◆ **WORK TASK**:
List every line in the records below that contains the string "negative", treating uppercase and lowercase as different.

------------

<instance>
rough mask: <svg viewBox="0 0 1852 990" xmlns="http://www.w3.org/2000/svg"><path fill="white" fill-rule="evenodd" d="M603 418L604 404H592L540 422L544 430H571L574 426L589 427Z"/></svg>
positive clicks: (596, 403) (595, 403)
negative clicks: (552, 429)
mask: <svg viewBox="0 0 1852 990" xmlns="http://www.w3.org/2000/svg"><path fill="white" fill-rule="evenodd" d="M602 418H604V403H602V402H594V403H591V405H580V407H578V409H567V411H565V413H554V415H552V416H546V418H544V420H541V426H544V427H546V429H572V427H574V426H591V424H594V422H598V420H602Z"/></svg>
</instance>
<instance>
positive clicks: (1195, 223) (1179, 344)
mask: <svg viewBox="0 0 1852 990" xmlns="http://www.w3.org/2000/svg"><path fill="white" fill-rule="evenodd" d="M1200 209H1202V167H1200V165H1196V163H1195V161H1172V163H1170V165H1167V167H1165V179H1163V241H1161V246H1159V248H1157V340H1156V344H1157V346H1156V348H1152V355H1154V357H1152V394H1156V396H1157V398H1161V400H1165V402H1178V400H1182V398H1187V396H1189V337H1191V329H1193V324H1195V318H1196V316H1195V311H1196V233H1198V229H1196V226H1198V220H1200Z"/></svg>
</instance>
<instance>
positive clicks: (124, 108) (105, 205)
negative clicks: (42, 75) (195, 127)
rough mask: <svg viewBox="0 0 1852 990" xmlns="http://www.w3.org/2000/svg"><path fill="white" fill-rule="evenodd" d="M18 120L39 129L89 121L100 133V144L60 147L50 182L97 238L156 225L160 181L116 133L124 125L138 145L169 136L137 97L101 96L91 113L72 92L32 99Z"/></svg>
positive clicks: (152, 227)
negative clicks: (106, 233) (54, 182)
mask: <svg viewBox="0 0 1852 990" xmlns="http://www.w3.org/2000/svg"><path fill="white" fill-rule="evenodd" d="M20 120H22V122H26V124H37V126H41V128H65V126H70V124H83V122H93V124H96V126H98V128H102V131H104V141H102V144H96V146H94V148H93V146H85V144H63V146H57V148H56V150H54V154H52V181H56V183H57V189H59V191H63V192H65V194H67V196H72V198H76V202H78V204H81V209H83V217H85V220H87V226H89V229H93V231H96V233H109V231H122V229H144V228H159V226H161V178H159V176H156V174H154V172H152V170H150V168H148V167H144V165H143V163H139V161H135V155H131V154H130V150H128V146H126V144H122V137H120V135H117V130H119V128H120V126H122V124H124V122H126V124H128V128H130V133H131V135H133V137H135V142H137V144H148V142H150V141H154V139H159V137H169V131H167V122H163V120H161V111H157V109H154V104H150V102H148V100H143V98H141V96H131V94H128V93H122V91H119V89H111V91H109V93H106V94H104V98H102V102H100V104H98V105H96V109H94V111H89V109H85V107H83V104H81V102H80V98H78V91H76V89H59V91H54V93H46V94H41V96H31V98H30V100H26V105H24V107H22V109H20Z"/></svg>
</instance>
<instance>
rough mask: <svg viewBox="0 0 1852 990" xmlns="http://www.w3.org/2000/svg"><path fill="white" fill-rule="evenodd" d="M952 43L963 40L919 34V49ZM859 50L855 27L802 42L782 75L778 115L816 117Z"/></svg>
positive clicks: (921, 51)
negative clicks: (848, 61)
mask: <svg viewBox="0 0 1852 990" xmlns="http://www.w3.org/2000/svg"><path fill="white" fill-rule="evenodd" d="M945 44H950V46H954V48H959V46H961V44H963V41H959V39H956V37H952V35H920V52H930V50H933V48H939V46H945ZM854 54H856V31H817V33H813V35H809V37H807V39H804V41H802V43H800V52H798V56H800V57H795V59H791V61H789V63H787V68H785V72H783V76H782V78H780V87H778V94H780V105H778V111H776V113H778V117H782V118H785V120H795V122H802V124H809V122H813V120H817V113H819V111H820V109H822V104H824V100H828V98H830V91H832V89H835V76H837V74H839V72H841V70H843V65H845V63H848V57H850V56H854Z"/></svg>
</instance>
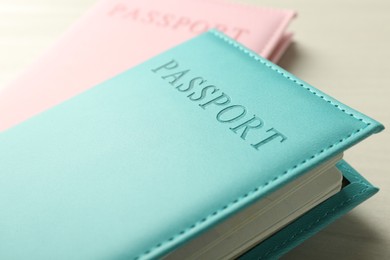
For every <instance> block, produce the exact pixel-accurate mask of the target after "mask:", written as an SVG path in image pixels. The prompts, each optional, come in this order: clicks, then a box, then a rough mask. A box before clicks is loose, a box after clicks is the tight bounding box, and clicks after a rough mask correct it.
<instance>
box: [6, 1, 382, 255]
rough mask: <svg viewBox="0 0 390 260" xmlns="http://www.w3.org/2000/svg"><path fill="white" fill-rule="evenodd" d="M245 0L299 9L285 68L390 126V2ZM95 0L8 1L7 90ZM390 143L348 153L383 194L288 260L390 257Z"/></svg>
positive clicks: (320, 232)
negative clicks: (35, 60)
mask: <svg viewBox="0 0 390 260" xmlns="http://www.w3.org/2000/svg"><path fill="white" fill-rule="evenodd" d="M236 1H238V0H236ZM243 1H246V2H252V3H256V4H260V5H263V6H270V7H279V8H290V9H295V10H296V11H298V13H299V15H298V18H297V19H296V20H295V21H294V22H293V25H292V26H291V30H292V31H294V32H295V36H296V37H295V43H294V45H293V46H291V48H290V49H289V50H288V51H287V53H286V55H285V56H284V57H283V59H282V60H281V62H280V64H281V66H282V67H284V68H286V69H287V70H289V71H291V72H292V73H294V74H296V75H297V76H298V77H300V78H302V79H304V80H305V81H307V82H309V83H310V84H312V85H314V86H316V87H318V88H320V89H321V90H323V91H324V92H326V93H328V94H330V95H332V96H334V97H335V98H337V99H339V100H340V101H342V102H344V103H346V104H348V105H349V106H351V107H354V108H355V109H357V110H360V111H362V112H363V113H365V114H367V115H370V116H371V117H373V118H375V119H377V120H378V121H380V122H382V123H383V124H384V125H385V126H387V127H390V112H389V111H390V1H389V0H357V1H356V0H354V1H352V0H317V1H303V0H295V1H291V0H290V1H288V0H283V1H282V0H280V1H277V0H252V1H249V0H242V1H241V2H243ZM94 2H95V0H0V89H1V88H3V87H5V86H6V84H7V83H8V82H10V81H11V80H12V79H14V78H16V77H17V75H18V74H20V72H21V71H22V70H23V69H24V68H25V67H26V66H28V65H29V64H30V63H31V62H32V61H33V60H34V59H35V58H37V57H38V56H39V55H40V54H41V53H42V52H43V51H44V50H45V48H47V47H48V46H50V45H51V44H52V43H53V41H54V40H55V39H57V38H58V37H59V36H60V35H61V33H62V32H64V30H66V28H67V27H69V25H71V24H72V22H74V21H75V20H76V19H77V18H78V17H80V16H81V15H82V14H83V12H85V10H87V9H88V8H89V7H90V6H92V4H93V3H94ZM389 144H390V130H389V131H385V132H383V133H381V134H379V135H376V136H373V137H372V138H369V139H368V140H366V141H364V142H362V143H360V144H359V145H358V146H356V147H354V148H352V149H350V150H349V151H347V153H346V154H345V157H346V159H347V161H348V162H349V163H350V164H352V165H353V166H354V167H355V168H356V169H357V170H358V171H359V172H360V173H362V174H363V175H364V176H365V177H366V178H367V179H368V180H369V181H371V182H372V183H374V184H376V185H377V186H379V187H380V188H381V191H380V193H379V194H377V195H376V196H375V197H373V198H372V199H370V200H368V201H367V202H365V203H364V204H362V205H360V206H359V207H358V208H356V209H354V210H353V211H352V212H351V213H349V214H348V215H346V216H344V217H343V218H341V219H340V220H339V221H337V222H335V223H334V224H332V225H331V226H329V227H328V228H326V229H325V230H324V231H322V232H320V233H319V234H318V235H316V236H315V237H313V238H311V239H310V240H308V241H307V242H305V243H304V244H303V245H301V246H299V247H298V248H296V249H294V250H293V251H292V252H291V253H289V254H288V255H287V256H286V257H285V259H303V258H304V259H330V258H334V259H390V206H389V204H390V175H389V168H390V148H389ZM0 210H1V209H0ZM0 232H1V231H0ZM21 250H22V249H21Z"/></svg>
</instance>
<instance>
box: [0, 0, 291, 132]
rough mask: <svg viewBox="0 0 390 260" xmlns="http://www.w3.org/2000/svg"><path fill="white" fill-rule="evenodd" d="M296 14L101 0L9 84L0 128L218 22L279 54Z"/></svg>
mask: <svg viewBox="0 0 390 260" xmlns="http://www.w3.org/2000/svg"><path fill="white" fill-rule="evenodd" d="M294 16H295V12H294V11H290V10H275V9H268V8H261V7H257V6H246V5H241V4H237V3H232V2H227V1H222V0H208V1H206V0H198V1H190V0H166V1H160V0H103V1H99V2H98V3H97V4H96V5H95V6H94V7H93V8H91V9H90V10H89V11H88V12H87V13H86V14H85V15H84V16H83V17H82V18H81V19H79V20H78V21H77V22H76V23H75V24H74V25H73V26H71V27H70V28H69V29H68V31H67V32H65V33H64V34H63V36H62V37H61V38H60V39H58V40H57V42H56V43H55V44H54V45H53V46H52V47H51V48H49V49H48V50H47V51H46V52H45V53H44V54H43V55H42V56H41V58H40V59H38V60H37V61H36V62H35V63H34V64H32V65H31V66H30V67H29V68H27V69H26V71H25V72H24V73H23V74H22V75H21V76H20V77H19V78H18V79H17V80H16V81H14V82H13V83H11V84H10V85H8V86H7V87H6V88H4V89H3V90H2V92H1V93H0V131H3V130H5V129H8V128H10V127H11V126H14V125H16V124H18V123H20V122H22V121H24V120H26V119H28V118H30V117H32V116H34V115H36V114H38V113H40V112H42V111H44V110H46V109H48V108H50V107H52V106H54V105H56V104H59V103H61V102H63V101H65V100H67V99H69V98H71V97H73V96H75V95H77V94H79V93H81V92H83V91H85V90H87V89H89V88H91V87H93V86H94V85H96V84H98V83H100V82H102V81H104V80H106V79H109V78H111V77H113V76H115V75H116V74H118V73H120V72H122V71H124V70H126V69H128V68H130V67H133V66H134V65H136V64H138V63H140V62H142V61H145V60H147V59H148V58H150V57H152V56H154V55H156V54H158V53H160V52H162V51H164V50H167V49H169V48H170V47H173V46H175V45H177V44H179V43H181V42H183V41H185V40H187V39H189V38H191V37H193V36H195V35H196V34H199V33H202V32H204V31H206V30H209V29H211V28H216V29H218V30H220V31H222V32H225V33H226V34H227V35H229V36H230V37H232V38H234V39H236V40H238V41H239V42H241V43H242V44H243V45H245V46H246V47H248V48H250V49H252V50H254V51H256V52H258V53H259V54H260V55H262V56H263V57H265V58H269V59H272V60H273V61H277V60H278V59H279V58H280V56H281V55H282V53H283V52H284V50H285V49H286V47H287V46H288V44H289V43H290V42H291V37H292V35H291V34H289V33H286V28H287V26H288V24H289V23H290V21H291V20H292V19H293V18H294ZM195 55H196V54H195ZM210 58H212V57H210Z"/></svg>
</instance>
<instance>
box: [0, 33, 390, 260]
mask: <svg viewBox="0 0 390 260" xmlns="http://www.w3.org/2000/svg"><path fill="white" fill-rule="evenodd" d="M382 129H383V126H382V125H381V124H380V123H378V122H376V121H375V120H373V119H371V118H369V117H367V116H365V115H363V114H361V113H359V112H357V111H355V110H353V109H351V108H349V107H347V106H345V105H343V104H342V103H340V102H338V101H337V100H335V99H333V98H331V97H329V96H328V95H326V94H324V93H322V92H321V91H319V90H318V89H316V88H314V87H312V86H310V85H308V84H307V83H305V82H303V81H301V80H299V79H297V78H296V77H295V76H293V75H291V74H290V73H288V72H286V71H284V70H283V69H281V68H279V67H278V66H276V65H274V64H272V63H271V62H269V61H267V60H265V59H263V58H261V57H259V56H258V55H256V54H255V53H253V52H251V51H249V50H247V49H246V48H244V47H243V46H241V45H240V44H238V43H237V42H235V41H233V40H231V39H230V38H228V37H226V36H225V35H223V34H221V33H219V32H217V31H210V32H208V33H205V34H202V35H200V36H198V37H196V38H194V39H192V40H190V41H188V42H185V43H183V44H181V45H179V46H177V47H175V48H173V49H171V50H168V51H166V52H164V53H162V54H160V55H158V56H156V57H154V58H152V59H150V60H148V61H146V62H144V63H142V64H140V65H138V66H136V67H134V68H131V69H129V70H128V71H125V72H123V73H122V74H120V75H118V76H116V77H114V78H112V79H109V80H107V81H106V82H103V83H102V84H100V85H98V86H96V87H94V88H93V89H90V90H88V91H86V92H84V93H82V94H80V95H79V96H77V97H74V98H72V99H70V100H68V101H66V102H64V103H62V104H60V105H58V106H56V107H54V108H52V109H50V110H48V111H45V112H43V113H41V114H40V115H38V116H36V117H34V118H32V119H29V120H27V121H25V122H23V123H22V124H20V125H17V126H15V127H13V128H11V129H9V130H7V131H4V132H2V133H1V134H0V158H1V163H0V173H1V177H2V181H1V182H0V190H1V194H2V196H0V205H1V209H2V210H1V214H0V230H1V234H0V259H154V258H159V257H161V256H163V255H165V254H166V253H168V252H170V251H171V250H173V249H175V248H177V247H179V246H180V245H181V244H183V243H185V242H187V241H188V240H189V239H191V238H193V237H195V236H197V235H199V234H201V233H202V232H203V231H205V230H207V229H209V228H210V227H212V226H214V225H216V224H218V223H219V222H221V221H223V220H224V219H226V218H228V217H229V216H231V215H232V214H234V213H236V212H238V211H239V210H241V209H242V208H244V207H246V206H248V205H250V204H251V203H254V202H255V201H257V200H259V199H261V198H263V197H264V196H266V195H268V194H269V193H271V192H273V191H274V190H276V189H278V188H279V187H281V185H284V184H285V183H288V182H290V181H291V180H293V179H295V178H297V177H298V176H300V175H302V174H304V173H305V172H307V171H308V170H310V169H312V168H314V167H316V166H317V165H318V164H320V163H322V162H324V161H326V160H327V159H329V158H331V157H332V156H334V155H335V154H338V153H340V152H342V151H344V150H345V149H347V148H348V147H350V146H352V145H353V144H355V143H357V142H359V141H361V140H362V139H364V138H366V137H367V136H369V135H371V134H373V133H376V132H379V131H380V130H382Z"/></svg>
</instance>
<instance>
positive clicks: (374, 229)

------------

◆ **OUTPUT OF THE TASK**:
negative clicks: (552, 429)
negative clicks: (42, 75) (195, 127)
negative clicks: (106, 233) (54, 182)
negative clicks: (848, 61)
negative clicks: (35, 60)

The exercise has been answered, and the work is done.